Given instruction:
Everything in the listing should be restated word for word.

Data to process:
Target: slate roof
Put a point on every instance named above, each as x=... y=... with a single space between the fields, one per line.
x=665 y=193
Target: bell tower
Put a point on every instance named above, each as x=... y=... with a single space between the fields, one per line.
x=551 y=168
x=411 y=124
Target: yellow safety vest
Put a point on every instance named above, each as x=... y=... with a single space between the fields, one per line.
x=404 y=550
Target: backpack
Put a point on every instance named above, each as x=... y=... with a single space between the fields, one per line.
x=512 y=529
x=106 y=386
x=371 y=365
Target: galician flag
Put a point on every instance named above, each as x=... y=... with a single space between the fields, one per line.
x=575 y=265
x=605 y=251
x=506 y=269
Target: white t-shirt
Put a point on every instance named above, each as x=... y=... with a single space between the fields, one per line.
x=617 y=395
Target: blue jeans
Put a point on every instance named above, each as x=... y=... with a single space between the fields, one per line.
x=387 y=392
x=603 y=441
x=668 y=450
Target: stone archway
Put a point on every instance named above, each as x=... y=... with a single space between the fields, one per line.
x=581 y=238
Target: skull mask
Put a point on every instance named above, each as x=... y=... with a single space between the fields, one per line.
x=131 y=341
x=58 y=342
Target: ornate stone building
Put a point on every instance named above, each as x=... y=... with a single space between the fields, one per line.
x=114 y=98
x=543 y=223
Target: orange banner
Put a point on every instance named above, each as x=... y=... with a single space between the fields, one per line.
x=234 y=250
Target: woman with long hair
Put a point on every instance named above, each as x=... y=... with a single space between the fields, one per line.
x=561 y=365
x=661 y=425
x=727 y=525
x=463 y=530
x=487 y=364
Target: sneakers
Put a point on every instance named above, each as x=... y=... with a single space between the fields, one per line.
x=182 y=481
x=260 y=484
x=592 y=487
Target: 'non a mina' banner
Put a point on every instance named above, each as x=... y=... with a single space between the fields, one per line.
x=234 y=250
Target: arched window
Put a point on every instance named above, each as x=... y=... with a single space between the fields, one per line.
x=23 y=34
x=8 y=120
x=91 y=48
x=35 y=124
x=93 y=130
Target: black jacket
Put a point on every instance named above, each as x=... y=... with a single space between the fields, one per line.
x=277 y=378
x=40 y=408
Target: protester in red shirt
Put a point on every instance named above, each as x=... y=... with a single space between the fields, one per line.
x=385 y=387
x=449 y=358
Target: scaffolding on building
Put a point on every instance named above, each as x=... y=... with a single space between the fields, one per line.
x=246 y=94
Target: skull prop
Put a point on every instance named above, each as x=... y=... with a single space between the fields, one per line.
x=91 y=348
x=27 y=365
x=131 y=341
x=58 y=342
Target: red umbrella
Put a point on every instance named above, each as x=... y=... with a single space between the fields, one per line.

Result of this exercise:
Target: slate roof
Put a point on every instance named above, each as x=... y=... with a single space between the fields, one per line.
x=665 y=193
Target: bell tower
Put a point on every instance named above, each as x=... y=... with a single space between the fields, one per line.
x=551 y=168
x=411 y=124
Target: yellow safety vest
Put a point on every instance named above, each as x=... y=... with a single space between the fields, one per line.
x=404 y=550
Target: backpack
Put a point on every instance named above, each as x=... y=... with a single space between the fields, one per line.
x=512 y=529
x=106 y=386
x=371 y=365
Target: galician flag
Put a point on every instance named above, each as x=... y=... with a single space between the fields, one per line.
x=575 y=265
x=605 y=251
x=506 y=269
Target: white t-shirt
Put a point on every instance named above, each as x=... y=... with a single space between the fields, one per line.
x=617 y=395
Target: blue jeans
Put a point on every instance named above, each as x=... y=... with a single space between the fields, one per line.
x=387 y=392
x=603 y=441
x=668 y=450
Target: stone archway
Put a point on every instance named above, each as x=... y=... with a single space between the fields, one per line.
x=581 y=238
Target: skull mask
Put a point on every instance named above, each as x=... y=... with a single space between the fields, one per line.
x=131 y=341
x=58 y=342
Target: ornate stone building
Put a point on every instance named above, each as x=... y=... with a single space between the fields, one per line.
x=114 y=98
x=543 y=223
Target: orange banner
Put a point on every instance named above, each as x=... y=... with a single space between the fields, one per line.
x=234 y=250
Target: woman with long hair
Put a point on every instance named above, each as x=... y=... with a single space between the fields, one per line.
x=561 y=365
x=661 y=425
x=727 y=525
x=463 y=530
x=487 y=364
Target: sneakers
Put a point on every instance named above, each as x=... y=... with a single space between the fields, one per line.
x=182 y=481
x=260 y=484
x=592 y=487
Target: 'non a mina' banner
Put a point on every instance named above, each as x=... y=... with a single space between the fields, one per line.
x=234 y=250
Target: arched window
Put a point on every instance named above, each as x=... y=... with a single space between the fields, one per line.
x=23 y=34
x=8 y=120
x=91 y=48
x=35 y=124
x=93 y=130
Target: black jacket
Put a point on every instance named above, each as x=... y=... with a single space between the fields, one per line.
x=277 y=378
x=40 y=408
Target: protester in red shirt
Put a point on every instance named above, each as x=... y=... with a single space between the fields, one per line.
x=385 y=387
x=449 y=358
Target: scaffolding on building
Put a point on every instance named above, each as x=... y=... with a single space between the fields, one per line.
x=246 y=94
Target: skull prop
Put a point on every instance named above, each as x=... y=... with a single space between the fields, one per line.
x=91 y=348
x=27 y=365
x=131 y=341
x=58 y=342
Target: red umbrella
Put a point on every instance named above, each as x=... y=... with a single space between the fields, one per line.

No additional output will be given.